> [WORK TO BE COMPLETED] Repeat all of the material exactly, with no line missing.
- - -
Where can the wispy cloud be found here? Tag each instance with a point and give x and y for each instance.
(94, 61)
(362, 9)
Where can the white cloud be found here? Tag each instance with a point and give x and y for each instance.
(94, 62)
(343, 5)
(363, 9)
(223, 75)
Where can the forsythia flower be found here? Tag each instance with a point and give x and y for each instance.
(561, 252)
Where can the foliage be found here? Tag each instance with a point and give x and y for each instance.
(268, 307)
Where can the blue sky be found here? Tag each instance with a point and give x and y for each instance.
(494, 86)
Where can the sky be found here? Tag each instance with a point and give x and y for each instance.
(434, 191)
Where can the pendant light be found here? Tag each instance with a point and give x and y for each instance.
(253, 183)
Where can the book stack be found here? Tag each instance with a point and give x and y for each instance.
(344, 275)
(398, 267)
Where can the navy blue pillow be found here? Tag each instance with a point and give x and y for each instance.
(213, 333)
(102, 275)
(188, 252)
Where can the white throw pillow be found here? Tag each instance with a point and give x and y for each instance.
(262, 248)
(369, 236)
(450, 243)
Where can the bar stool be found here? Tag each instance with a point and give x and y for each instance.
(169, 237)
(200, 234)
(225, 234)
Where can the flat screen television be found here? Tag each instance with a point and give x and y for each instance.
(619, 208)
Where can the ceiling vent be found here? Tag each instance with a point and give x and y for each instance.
- - -
> [EXERCISE RESPONSE]
Where can the wispy cloud be found here? Tag each instance with a point and give x and y for each instance.
(94, 61)
(362, 9)
Where can the white cloud be found here? Tag each instance with a point and give x and y for each instance.
(94, 62)
(343, 5)
(363, 9)
(223, 75)
Where can the forsythia flower be found here? Tag each instance with a point and give x and y for each instance.
(561, 252)
Where can the foliage be found here? Tag each instance with a point and give x and y for each instance.
(268, 307)
Where can the blue sky be found here? Tag each instance with a point and give x and y for each instance.
(494, 86)
Where can the sky be found here? Tag each instance with a point and give x and y for each instance.
(434, 191)
Where can the pendant light be found here? Tag each instance with a point and give x and y for each instance.
(253, 183)
Where can the book stack be found here? Tag each instance with a point and give x and y for each instance.
(344, 275)
(398, 267)
Where can the navy blue pillow be found here? Tag each instance with a point and give x and y for each instance.
(213, 333)
(102, 275)
(188, 252)
Where can the white throw pillow be found here? Tag each instance with a point and give x and y for each instance.
(262, 248)
(369, 236)
(450, 243)
Where can the bar stool be found here? Tag each instance with a point and give x and y for each instance.
(169, 237)
(200, 234)
(225, 234)
Where can the flat screen television be found here? Tag each instance with a point and give x and y for each instance.
(619, 208)
Where can the ceiling vent be found here? Tag each instance with a point and give x and y for each instance.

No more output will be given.